### [Objective]
Which lines in the data below contain the word "shirt"? Find each one and copy it out in full.

### [Recorded information]
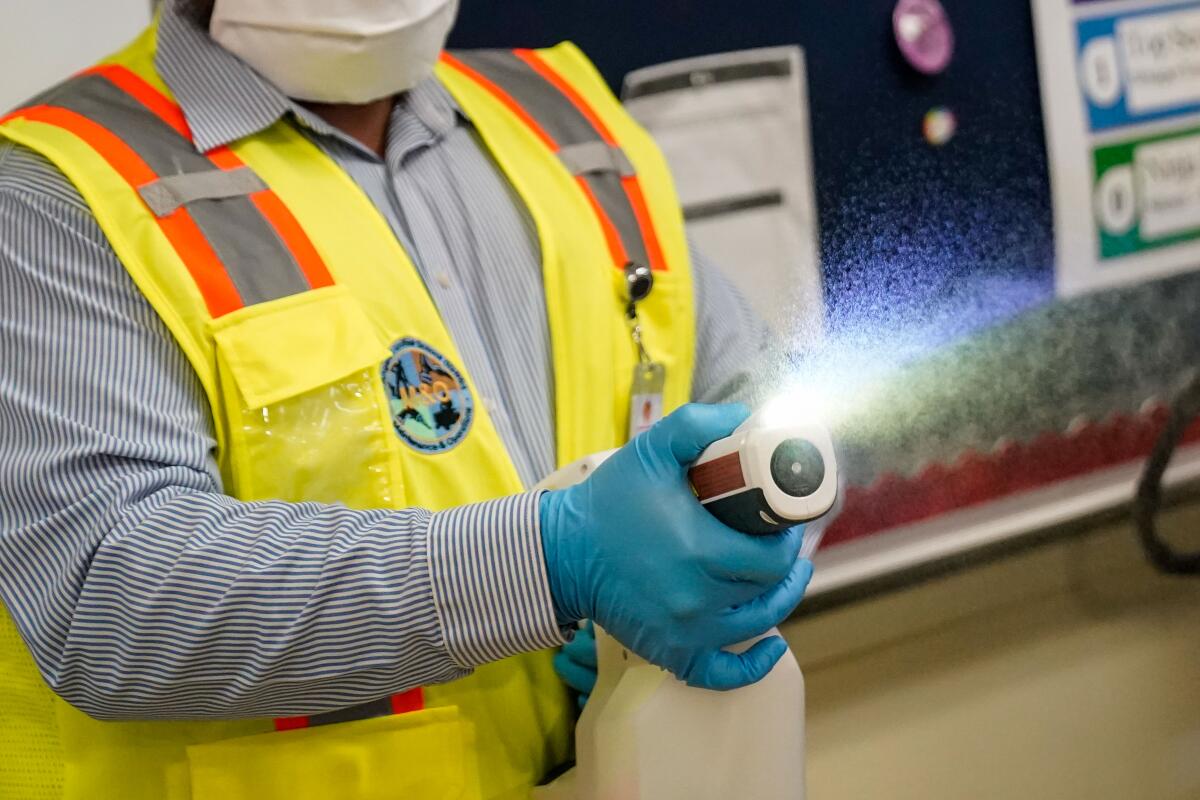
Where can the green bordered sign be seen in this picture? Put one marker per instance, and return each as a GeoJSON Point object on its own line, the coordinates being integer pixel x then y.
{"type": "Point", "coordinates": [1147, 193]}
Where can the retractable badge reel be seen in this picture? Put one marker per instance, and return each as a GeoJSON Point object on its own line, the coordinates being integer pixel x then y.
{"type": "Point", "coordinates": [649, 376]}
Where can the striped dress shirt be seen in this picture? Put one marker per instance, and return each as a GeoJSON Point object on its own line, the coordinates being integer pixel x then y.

* * *

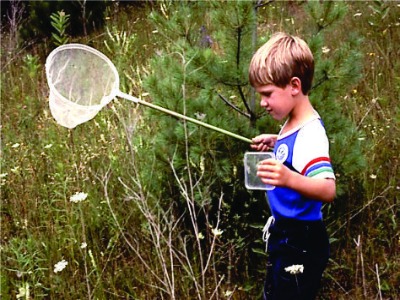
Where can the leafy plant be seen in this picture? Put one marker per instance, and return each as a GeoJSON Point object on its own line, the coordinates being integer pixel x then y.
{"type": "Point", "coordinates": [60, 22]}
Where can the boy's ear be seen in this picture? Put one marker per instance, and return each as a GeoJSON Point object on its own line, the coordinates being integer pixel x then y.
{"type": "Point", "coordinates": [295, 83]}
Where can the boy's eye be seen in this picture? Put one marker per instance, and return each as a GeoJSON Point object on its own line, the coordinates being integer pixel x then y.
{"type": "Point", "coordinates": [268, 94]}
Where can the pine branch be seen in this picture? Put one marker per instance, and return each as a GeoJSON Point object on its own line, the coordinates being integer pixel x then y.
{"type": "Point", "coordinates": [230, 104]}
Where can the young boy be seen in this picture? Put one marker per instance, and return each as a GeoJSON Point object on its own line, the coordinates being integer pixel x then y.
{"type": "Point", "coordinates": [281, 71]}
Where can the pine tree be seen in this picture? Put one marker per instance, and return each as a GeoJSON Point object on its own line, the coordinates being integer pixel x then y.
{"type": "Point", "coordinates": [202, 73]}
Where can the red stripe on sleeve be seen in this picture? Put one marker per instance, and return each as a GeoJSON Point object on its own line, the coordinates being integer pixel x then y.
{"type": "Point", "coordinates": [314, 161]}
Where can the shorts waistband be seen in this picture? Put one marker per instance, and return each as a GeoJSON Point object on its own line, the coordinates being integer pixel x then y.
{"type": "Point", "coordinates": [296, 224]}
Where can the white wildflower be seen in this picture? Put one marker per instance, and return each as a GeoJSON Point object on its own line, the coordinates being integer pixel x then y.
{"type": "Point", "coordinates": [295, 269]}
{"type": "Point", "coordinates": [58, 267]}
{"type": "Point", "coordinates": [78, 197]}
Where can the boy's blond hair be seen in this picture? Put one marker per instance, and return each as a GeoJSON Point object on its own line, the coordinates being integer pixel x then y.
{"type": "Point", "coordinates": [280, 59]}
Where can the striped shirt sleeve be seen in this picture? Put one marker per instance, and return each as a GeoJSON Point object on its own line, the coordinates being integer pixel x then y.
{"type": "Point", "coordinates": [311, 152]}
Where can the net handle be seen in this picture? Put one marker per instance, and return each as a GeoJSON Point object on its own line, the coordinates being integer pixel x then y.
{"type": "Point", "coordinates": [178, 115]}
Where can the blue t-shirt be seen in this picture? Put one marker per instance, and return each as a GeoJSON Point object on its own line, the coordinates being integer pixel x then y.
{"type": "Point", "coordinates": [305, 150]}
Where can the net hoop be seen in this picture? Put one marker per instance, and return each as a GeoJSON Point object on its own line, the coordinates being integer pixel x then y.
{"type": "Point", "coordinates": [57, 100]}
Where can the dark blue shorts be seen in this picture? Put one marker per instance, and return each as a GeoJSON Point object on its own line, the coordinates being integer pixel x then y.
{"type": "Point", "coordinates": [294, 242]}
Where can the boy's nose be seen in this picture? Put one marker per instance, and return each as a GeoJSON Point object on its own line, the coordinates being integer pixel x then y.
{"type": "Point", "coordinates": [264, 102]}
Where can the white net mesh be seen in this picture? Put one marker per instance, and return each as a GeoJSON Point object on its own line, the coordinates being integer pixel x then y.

...

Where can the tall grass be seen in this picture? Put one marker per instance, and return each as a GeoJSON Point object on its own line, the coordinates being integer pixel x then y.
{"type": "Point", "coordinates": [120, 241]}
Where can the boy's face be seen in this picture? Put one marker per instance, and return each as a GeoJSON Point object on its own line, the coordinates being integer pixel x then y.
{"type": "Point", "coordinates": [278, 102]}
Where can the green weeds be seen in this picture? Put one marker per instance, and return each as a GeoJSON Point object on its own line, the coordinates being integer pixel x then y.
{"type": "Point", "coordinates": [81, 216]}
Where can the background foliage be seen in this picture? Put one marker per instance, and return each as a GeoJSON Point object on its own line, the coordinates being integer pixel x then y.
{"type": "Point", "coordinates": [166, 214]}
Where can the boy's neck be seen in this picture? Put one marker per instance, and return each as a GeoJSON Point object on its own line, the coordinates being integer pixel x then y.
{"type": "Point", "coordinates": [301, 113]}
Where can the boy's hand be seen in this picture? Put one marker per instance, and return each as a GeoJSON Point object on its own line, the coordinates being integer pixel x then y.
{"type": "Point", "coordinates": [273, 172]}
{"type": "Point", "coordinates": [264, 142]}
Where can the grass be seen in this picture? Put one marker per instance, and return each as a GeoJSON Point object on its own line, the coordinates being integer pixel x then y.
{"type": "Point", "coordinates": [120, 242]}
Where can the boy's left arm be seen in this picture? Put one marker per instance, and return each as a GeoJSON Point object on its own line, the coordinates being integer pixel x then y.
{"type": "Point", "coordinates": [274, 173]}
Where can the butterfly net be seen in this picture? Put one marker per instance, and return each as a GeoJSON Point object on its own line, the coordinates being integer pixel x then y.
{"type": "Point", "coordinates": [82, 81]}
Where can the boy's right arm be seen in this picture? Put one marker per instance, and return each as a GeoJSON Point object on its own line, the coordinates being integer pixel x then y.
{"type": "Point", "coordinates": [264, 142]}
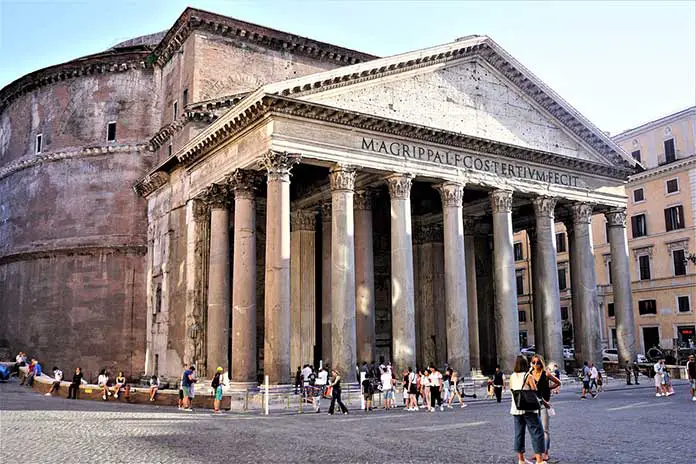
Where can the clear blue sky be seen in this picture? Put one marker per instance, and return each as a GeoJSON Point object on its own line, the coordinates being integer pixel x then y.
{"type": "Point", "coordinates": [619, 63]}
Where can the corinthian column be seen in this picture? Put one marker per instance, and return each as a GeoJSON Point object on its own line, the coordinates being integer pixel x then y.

### [Full solution]
Where can the striped dress shirt be seen in this picture? Put one marker per instance, and return each as a GeoJSON Point object on its own line, the coordinates being integer pixel x then y.
Where can the striped shirt sleeve be seen in this picture? Put one marker per instance, and return each as a GeoJSON Point object on its own line, the coordinates being integer pixel x then y.
Where can the blue t-shirt be seen in this picture? Put one marker per instance, and return each as a GeoJSON Point object on its own line, the coordinates being integer pixel x then y.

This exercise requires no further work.